■ **SHORT TASK**: Pick out each line in the entries below that contains the word "support", and copy those lines in full.
[begin INFORMATION SUPPLIED]
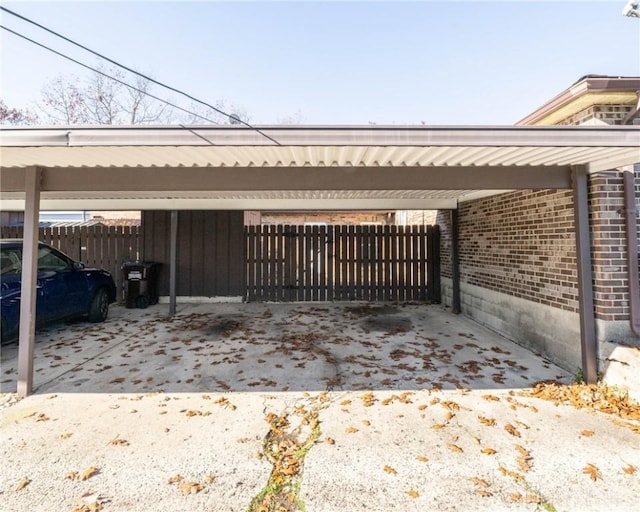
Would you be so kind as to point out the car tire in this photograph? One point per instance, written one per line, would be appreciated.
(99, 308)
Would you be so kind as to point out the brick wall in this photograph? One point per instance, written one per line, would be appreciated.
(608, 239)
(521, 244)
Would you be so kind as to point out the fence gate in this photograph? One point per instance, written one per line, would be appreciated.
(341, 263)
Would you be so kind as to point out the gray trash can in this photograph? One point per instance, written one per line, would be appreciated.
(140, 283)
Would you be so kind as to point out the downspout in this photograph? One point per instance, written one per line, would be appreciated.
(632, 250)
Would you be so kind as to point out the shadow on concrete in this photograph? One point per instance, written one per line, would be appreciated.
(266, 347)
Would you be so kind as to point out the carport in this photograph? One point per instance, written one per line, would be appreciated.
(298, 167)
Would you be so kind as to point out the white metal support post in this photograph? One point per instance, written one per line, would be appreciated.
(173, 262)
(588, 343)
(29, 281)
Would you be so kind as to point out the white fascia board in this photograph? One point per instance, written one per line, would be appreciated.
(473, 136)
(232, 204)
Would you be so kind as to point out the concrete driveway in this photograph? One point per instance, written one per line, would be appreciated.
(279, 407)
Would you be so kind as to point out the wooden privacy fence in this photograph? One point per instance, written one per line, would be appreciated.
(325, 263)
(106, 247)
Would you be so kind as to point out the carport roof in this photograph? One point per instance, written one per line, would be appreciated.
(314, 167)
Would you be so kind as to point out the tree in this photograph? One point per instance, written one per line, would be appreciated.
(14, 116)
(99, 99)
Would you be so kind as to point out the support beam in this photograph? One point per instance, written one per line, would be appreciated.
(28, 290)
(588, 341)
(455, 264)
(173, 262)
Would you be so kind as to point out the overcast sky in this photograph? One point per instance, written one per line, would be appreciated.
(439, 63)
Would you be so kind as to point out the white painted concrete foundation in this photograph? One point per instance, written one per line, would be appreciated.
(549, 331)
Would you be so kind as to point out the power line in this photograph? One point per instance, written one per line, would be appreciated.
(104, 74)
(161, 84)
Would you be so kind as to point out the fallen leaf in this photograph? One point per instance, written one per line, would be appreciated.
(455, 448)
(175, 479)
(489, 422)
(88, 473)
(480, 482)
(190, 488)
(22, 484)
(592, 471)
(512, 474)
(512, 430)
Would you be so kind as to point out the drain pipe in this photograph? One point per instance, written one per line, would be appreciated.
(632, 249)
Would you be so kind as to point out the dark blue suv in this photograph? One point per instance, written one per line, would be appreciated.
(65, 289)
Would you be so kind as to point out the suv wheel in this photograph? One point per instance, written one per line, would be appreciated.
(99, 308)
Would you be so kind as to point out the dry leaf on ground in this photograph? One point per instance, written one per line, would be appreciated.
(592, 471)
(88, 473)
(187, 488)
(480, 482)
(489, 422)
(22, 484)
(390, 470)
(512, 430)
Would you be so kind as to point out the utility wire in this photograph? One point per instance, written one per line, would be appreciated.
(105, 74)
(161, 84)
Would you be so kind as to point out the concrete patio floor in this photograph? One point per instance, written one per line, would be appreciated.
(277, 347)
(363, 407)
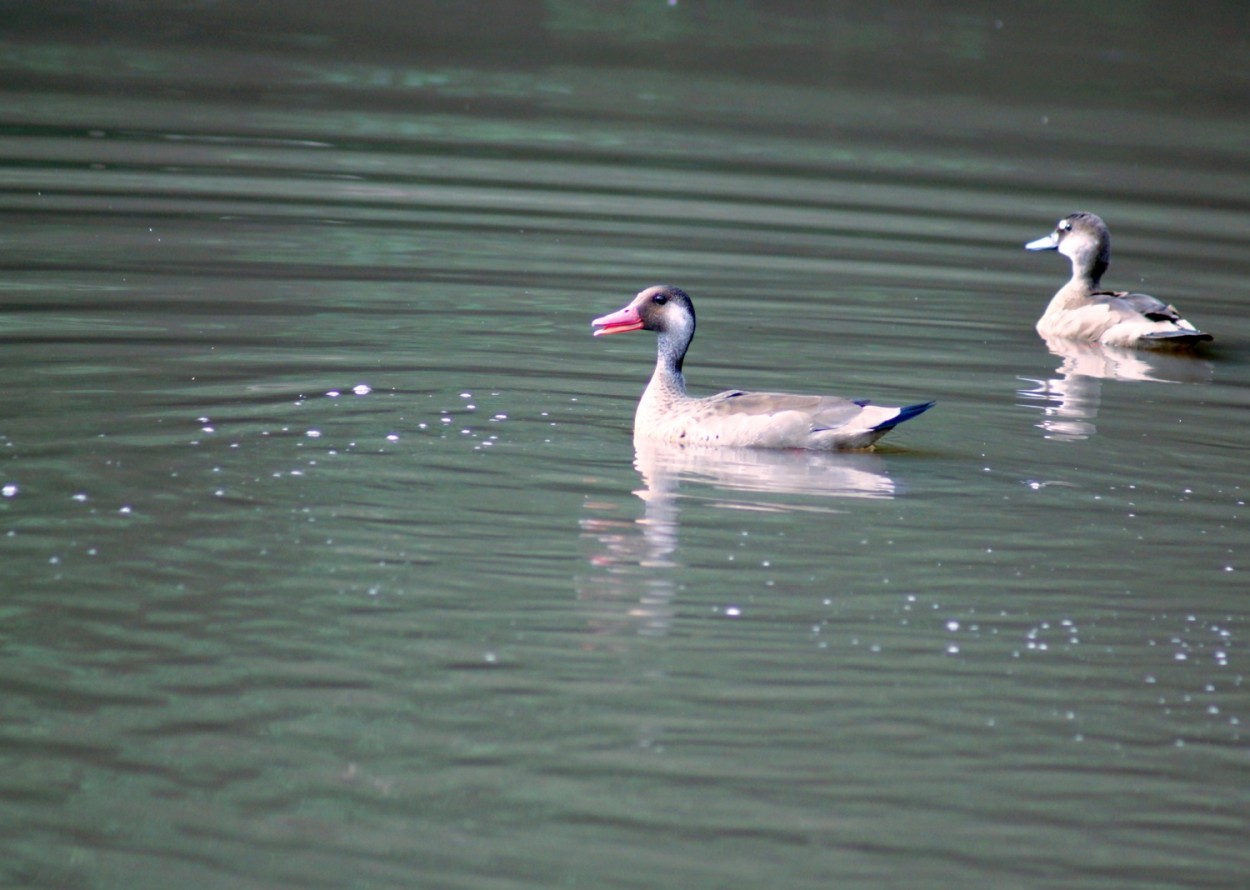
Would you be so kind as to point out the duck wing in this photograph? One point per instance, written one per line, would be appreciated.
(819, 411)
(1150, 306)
[end INFORMATION SUPPLIED]
[begin INFORMATION SUPPLIED]
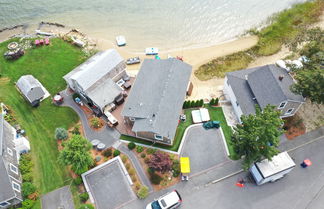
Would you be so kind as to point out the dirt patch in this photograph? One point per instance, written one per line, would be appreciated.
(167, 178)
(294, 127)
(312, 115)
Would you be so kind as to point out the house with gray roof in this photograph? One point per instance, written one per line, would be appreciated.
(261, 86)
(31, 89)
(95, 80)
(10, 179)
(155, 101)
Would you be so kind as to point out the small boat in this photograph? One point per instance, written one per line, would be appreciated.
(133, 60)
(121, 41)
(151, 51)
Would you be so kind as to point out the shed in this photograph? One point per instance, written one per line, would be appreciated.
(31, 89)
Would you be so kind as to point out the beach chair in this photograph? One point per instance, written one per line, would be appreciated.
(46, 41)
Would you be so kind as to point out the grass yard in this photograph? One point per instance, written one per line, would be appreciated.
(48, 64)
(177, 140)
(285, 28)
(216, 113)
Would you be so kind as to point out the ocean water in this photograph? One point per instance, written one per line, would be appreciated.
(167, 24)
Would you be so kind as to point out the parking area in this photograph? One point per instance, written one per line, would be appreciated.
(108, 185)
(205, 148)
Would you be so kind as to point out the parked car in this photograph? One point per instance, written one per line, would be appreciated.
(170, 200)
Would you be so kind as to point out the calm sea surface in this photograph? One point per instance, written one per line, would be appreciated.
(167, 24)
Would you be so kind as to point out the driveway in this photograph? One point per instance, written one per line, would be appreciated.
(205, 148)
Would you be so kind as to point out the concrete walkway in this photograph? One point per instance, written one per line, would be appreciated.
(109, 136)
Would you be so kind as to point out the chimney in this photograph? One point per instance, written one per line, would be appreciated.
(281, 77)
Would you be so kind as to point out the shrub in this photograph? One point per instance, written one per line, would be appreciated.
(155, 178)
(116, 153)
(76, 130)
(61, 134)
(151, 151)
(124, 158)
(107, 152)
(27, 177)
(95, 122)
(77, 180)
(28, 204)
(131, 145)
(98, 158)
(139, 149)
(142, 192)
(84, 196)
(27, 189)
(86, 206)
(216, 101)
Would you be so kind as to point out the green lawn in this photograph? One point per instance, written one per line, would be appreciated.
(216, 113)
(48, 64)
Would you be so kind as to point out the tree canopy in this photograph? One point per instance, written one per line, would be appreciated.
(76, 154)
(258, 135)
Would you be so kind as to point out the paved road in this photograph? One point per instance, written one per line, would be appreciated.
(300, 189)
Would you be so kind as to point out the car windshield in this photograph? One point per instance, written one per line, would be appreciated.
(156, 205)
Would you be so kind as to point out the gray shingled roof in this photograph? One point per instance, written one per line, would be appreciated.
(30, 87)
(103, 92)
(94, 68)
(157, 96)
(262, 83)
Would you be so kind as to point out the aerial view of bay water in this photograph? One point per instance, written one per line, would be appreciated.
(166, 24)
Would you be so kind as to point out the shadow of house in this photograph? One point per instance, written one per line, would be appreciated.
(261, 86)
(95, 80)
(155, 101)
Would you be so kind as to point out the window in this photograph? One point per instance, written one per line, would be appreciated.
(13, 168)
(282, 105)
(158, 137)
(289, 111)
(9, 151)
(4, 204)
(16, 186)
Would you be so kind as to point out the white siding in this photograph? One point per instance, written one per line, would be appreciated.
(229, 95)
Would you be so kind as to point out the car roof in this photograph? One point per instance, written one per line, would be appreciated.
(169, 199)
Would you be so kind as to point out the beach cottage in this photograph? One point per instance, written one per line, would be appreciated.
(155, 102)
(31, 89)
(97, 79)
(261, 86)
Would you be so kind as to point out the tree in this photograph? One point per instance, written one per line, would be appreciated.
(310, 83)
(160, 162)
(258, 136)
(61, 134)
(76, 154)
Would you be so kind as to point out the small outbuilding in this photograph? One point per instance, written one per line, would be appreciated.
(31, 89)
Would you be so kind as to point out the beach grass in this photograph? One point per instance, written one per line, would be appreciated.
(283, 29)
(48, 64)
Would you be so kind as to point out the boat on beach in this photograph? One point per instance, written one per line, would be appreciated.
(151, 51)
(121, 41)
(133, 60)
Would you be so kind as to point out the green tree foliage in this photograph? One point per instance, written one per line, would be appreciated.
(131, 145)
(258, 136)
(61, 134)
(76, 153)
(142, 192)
[end INFORMATION SUPPLIED]
■ **WRITTEN ANSWER**:
Would you be so kind as to point out the white metal support post in this photograph? One point per instance, written one per line, would be appreciated.
Would you be so kind as to point out the support beam in this photograph? One point per instance, written one per line, would be appreciated.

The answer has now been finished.